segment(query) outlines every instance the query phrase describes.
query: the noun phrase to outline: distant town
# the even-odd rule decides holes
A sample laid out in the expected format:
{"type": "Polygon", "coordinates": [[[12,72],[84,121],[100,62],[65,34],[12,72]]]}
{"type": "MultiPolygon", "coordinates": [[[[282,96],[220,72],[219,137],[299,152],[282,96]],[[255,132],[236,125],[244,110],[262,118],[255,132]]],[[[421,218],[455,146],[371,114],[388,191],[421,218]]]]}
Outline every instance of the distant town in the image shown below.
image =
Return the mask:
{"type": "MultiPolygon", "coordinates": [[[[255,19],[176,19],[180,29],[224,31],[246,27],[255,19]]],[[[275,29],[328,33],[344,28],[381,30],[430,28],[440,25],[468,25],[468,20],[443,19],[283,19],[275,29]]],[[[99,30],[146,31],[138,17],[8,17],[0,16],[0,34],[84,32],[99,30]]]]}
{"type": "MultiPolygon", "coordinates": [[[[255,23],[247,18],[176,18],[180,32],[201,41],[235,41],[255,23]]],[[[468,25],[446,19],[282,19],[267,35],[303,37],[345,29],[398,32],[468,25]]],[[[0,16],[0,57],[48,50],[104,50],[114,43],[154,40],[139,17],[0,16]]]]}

***

[Problem details] Copy out the whole listing exactly.

[Exercise output]
segment(query) outlines every instance the query phrase describes.
query: the noun phrase to outline: distant town
# the even-odd rule decides holes
A sample laid out in the expected format:
{"type": "Polygon", "coordinates": [[[12,72],[84,121],[100,62],[65,34],[12,72]]]}
{"type": "MultiPolygon", "coordinates": [[[[282,96],[220,72],[219,137],[299,152],[282,96]],[[255,132],[236,125],[244,110],[262,118],[255,132]]],[[[421,218],[455,146],[371,114],[388,191],[421,218]]]]}
Outline every instance of the distant town in the image shown below.
image =
Return the mask:
{"type": "MultiPolygon", "coordinates": [[[[255,19],[176,19],[180,29],[224,31],[246,27],[255,19]]],[[[275,29],[328,33],[344,28],[381,30],[430,28],[440,25],[468,25],[468,20],[443,19],[283,19],[275,29]]],[[[99,30],[146,31],[138,17],[8,17],[0,16],[0,34],[84,32],[99,30]]]]}
{"type": "MultiPolygon", "coordinates": [[[[255,23],[247,18],[176,18],[180,32],[201,41],[235,41],[255,23]]],[[[468,25],[446,19],[282,19],[267,35],[303,37],[345,29],[398,32],[468,25]]],[[[0,16],[0,57],[48,50],[104,50],[114,43],[154,40],[139,17],[0,16]]]]}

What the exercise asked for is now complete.